** START DATA PROVIDED **
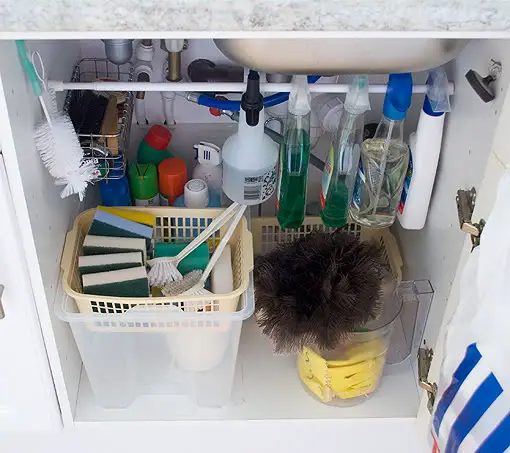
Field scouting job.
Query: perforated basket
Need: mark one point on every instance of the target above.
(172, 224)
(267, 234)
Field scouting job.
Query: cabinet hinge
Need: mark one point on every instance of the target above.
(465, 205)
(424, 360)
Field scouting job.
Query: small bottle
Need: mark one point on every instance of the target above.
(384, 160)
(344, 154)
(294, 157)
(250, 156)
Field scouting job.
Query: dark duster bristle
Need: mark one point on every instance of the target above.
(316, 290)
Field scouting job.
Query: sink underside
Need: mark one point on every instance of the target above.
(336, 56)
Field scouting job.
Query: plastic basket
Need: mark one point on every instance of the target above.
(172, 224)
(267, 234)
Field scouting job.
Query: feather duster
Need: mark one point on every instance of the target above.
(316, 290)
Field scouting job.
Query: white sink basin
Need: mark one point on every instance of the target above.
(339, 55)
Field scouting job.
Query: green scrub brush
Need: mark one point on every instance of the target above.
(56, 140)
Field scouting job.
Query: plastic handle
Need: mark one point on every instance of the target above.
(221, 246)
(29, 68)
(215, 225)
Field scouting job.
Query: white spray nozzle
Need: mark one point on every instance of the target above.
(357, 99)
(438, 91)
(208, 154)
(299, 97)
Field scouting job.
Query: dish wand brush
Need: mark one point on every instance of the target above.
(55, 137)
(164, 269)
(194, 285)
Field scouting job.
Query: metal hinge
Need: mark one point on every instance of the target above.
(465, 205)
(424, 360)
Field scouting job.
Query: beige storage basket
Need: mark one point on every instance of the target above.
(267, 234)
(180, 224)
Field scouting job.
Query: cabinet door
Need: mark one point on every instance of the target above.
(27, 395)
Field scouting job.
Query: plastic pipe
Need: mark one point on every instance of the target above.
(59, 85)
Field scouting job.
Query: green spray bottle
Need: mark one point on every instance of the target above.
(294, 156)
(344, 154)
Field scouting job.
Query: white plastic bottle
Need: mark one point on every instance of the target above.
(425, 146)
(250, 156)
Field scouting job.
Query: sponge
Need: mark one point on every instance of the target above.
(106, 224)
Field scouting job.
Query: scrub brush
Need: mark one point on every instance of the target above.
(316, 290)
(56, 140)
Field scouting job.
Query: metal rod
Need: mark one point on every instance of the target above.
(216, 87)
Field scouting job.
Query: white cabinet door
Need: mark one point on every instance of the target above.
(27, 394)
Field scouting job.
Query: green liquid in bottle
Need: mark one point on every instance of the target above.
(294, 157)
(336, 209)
** END DATA PROVIDED **
** START DATA PROVIDED **
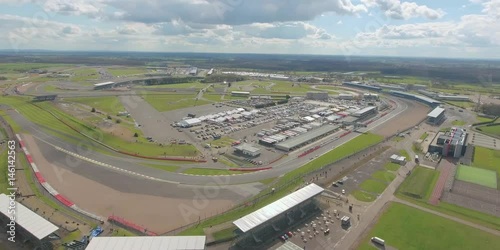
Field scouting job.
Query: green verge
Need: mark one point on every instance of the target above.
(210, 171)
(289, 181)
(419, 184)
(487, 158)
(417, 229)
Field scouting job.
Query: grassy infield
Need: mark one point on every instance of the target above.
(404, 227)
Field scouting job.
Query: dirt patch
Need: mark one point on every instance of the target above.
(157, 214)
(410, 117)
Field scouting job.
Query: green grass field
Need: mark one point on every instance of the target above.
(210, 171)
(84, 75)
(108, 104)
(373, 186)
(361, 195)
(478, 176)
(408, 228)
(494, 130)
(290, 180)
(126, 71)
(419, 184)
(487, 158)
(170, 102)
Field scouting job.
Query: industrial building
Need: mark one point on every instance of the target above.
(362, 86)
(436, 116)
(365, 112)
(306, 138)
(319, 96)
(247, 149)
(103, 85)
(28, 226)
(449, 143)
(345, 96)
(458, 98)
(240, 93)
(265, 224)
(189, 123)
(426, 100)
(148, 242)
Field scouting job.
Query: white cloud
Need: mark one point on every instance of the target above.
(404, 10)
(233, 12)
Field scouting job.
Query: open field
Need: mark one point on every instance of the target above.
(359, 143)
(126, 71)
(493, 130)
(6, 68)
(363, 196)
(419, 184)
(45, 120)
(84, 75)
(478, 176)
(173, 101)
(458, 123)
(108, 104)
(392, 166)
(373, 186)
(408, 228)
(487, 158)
** END DATA PROVIDED **
__WORK INSTRUCTIONS__: Gather every line from the rows above that contains the word "basket", copying each one in full. Case matters.

__RESPONSE FOR THIS EXERCISE__:
Query: perforated basket
Query: plastic basket
Query: beige storage basket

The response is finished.